EXTRACTED ENTRIES:
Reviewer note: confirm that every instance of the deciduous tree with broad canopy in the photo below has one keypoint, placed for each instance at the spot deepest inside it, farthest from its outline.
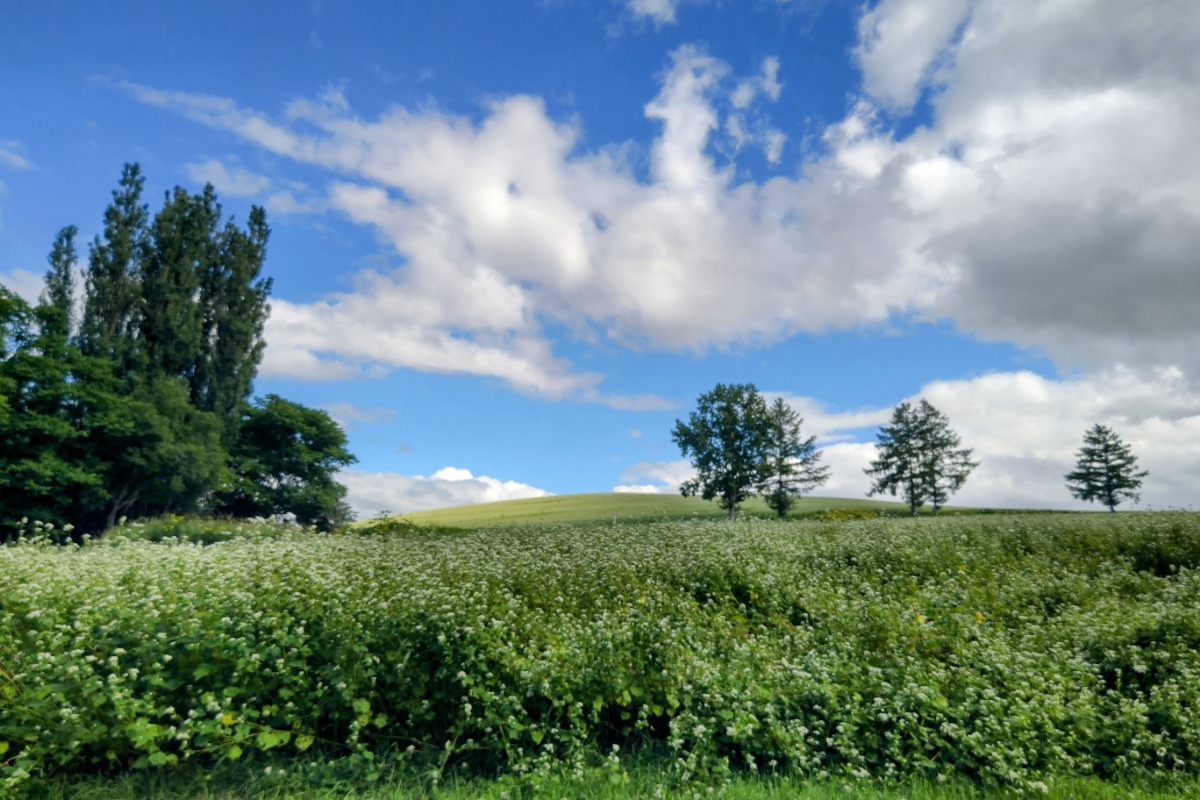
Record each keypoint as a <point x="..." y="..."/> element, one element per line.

==

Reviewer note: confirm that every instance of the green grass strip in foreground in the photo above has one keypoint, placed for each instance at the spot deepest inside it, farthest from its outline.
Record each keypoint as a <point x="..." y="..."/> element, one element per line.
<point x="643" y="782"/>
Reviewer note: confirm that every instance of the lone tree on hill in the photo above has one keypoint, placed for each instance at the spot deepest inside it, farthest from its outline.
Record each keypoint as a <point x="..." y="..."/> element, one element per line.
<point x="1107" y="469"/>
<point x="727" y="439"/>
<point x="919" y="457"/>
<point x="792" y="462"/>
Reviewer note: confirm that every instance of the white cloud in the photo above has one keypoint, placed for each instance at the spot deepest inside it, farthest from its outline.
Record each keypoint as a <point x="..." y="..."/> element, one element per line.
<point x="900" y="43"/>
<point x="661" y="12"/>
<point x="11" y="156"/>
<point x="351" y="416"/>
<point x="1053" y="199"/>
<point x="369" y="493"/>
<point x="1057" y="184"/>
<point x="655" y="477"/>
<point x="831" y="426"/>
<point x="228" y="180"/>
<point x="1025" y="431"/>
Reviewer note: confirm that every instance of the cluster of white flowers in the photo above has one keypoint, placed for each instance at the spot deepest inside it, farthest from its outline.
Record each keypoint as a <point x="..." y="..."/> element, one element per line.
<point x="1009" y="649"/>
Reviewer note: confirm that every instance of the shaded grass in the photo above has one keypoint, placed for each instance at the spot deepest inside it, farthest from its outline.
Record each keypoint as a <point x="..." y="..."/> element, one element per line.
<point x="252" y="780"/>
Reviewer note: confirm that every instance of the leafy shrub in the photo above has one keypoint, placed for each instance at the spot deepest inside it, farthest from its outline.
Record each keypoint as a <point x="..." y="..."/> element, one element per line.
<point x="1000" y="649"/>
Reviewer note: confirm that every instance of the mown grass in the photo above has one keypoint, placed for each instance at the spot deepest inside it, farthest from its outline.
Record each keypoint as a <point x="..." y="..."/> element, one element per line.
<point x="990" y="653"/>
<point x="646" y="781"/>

EXERCISE GOAL:
Gather every line of the entries above that contains the word "white", and copy each such line in full.

EXERCISE ANSWER:
Reviewer note: confirm that every instance of the white cloud in the photo above has one keypoint, placed for each instance at the spot deepest inside it, farthest from its outline.
Reviewer note: confirm that every instance of the cluster of white flowers in the photo above has one keypoint, placed for each instance at the spot deepest inside it, farthest from its outline.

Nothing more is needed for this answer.